╭──
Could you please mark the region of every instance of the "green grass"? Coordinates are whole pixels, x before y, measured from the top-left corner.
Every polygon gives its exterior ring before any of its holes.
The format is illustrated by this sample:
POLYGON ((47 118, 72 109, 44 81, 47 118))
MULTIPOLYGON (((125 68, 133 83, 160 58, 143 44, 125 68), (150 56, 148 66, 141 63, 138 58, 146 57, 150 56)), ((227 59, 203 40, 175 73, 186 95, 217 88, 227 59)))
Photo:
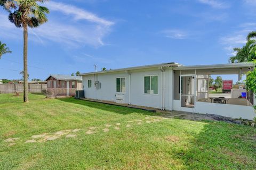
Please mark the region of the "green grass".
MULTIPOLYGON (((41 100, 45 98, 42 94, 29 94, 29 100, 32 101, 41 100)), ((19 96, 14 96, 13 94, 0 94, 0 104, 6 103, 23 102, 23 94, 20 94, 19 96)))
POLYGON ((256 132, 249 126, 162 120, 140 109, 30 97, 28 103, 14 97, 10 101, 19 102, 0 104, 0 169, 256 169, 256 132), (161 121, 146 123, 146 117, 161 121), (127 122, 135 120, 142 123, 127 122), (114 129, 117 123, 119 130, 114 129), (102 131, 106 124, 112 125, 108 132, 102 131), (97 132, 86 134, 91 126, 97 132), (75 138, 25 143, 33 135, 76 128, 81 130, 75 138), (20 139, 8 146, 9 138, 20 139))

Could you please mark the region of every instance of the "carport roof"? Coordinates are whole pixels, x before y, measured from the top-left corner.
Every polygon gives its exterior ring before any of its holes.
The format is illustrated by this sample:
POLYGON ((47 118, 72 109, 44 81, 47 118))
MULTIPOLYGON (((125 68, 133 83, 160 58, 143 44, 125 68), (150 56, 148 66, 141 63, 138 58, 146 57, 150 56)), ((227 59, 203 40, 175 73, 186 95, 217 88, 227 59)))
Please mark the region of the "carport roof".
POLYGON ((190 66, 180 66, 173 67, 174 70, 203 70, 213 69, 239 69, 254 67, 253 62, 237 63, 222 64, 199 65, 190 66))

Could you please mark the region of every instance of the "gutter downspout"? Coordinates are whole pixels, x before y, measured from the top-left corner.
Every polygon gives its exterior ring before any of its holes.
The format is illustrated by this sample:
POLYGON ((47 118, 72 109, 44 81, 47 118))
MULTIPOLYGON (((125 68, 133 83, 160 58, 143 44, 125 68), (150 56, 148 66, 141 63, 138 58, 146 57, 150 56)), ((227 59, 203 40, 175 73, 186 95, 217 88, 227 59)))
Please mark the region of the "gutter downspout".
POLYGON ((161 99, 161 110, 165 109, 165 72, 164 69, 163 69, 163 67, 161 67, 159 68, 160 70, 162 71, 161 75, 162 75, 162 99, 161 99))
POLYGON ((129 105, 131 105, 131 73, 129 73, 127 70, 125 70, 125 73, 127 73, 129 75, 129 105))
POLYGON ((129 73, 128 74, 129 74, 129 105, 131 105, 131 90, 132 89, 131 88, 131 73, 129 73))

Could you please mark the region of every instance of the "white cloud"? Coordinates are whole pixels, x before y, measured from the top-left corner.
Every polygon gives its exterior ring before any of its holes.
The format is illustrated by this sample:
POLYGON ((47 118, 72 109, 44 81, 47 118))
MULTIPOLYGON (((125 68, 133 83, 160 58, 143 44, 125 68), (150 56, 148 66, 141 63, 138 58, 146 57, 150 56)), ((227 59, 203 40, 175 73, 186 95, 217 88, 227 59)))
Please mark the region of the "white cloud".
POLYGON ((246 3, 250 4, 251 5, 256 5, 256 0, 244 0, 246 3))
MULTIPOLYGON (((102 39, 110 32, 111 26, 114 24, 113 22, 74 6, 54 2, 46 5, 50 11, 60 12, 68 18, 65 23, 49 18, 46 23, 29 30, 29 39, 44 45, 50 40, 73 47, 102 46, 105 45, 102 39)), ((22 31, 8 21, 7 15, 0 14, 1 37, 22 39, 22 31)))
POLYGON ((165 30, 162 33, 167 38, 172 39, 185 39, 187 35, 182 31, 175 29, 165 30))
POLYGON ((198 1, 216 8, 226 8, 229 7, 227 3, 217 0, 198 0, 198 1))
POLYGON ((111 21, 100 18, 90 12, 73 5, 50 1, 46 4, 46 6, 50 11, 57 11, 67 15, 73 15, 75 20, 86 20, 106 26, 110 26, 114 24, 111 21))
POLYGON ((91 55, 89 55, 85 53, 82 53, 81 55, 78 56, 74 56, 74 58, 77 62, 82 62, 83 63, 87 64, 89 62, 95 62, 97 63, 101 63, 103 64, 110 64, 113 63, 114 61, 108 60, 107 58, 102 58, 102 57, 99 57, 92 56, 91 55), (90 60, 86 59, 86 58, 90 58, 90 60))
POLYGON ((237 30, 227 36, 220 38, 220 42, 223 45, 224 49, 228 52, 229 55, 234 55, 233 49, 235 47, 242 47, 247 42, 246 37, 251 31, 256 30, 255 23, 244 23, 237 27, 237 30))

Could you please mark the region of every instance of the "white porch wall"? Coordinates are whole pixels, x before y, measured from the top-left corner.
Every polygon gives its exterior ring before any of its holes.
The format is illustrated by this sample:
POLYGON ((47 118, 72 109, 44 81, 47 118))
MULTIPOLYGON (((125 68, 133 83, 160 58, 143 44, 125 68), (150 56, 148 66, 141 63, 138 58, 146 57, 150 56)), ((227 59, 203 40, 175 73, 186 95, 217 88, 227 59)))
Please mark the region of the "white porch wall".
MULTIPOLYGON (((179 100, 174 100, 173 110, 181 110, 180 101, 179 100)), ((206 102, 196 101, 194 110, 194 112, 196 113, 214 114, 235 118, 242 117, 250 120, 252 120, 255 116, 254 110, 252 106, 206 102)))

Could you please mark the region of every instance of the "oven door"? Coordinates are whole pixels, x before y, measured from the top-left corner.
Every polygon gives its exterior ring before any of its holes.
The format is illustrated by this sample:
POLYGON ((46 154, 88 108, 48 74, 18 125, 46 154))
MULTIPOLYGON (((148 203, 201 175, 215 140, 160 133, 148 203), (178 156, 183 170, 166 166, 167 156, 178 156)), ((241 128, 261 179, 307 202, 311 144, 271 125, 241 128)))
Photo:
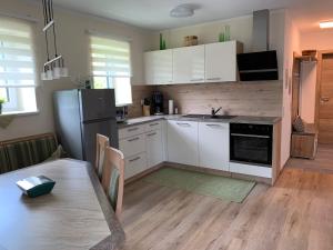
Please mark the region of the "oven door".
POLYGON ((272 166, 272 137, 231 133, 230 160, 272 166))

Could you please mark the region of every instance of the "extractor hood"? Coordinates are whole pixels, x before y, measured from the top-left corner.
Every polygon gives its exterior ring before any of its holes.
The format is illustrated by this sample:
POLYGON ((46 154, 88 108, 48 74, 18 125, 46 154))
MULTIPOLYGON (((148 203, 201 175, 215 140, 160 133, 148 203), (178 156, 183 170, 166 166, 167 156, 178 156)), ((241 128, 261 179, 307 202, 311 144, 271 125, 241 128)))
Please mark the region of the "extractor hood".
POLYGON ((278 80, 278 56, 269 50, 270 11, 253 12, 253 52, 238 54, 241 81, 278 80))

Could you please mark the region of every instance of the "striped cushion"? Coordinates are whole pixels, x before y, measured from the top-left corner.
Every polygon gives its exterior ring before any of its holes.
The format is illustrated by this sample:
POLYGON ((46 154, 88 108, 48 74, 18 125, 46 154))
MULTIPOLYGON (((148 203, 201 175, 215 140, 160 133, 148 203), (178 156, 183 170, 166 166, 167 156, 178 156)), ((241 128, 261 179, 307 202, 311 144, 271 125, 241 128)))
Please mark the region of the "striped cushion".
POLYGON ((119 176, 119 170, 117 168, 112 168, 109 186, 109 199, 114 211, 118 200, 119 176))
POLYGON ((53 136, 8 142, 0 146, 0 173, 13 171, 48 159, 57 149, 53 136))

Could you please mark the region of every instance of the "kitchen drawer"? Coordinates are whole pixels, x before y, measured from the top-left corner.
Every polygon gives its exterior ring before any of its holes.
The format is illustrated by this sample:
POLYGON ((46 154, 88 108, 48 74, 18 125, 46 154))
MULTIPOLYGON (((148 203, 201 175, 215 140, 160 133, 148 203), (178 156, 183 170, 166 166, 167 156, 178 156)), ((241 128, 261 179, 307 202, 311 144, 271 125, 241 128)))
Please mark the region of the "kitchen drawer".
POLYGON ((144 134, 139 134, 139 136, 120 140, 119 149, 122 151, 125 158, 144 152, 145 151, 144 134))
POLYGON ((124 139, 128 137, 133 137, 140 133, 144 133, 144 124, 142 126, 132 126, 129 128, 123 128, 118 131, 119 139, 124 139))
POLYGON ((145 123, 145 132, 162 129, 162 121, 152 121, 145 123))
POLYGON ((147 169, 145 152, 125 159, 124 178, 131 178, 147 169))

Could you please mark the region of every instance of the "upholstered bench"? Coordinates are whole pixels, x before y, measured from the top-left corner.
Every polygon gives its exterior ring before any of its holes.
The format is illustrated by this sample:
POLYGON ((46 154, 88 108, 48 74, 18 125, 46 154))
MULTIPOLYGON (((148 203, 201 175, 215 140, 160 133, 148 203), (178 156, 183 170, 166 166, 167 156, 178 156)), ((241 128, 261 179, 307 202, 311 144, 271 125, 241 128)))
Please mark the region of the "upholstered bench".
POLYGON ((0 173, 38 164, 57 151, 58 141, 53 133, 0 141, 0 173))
╰──
What is asked -
Pull out every line of the entries that contains the word "roof", copying each line in full. Case counts.

Response -
Could you please mark the region of every instance of the "carport roof"? Coordinates are whole pixels, x before y, measured from the top-left corner.
Please mark the region of the "carport roof".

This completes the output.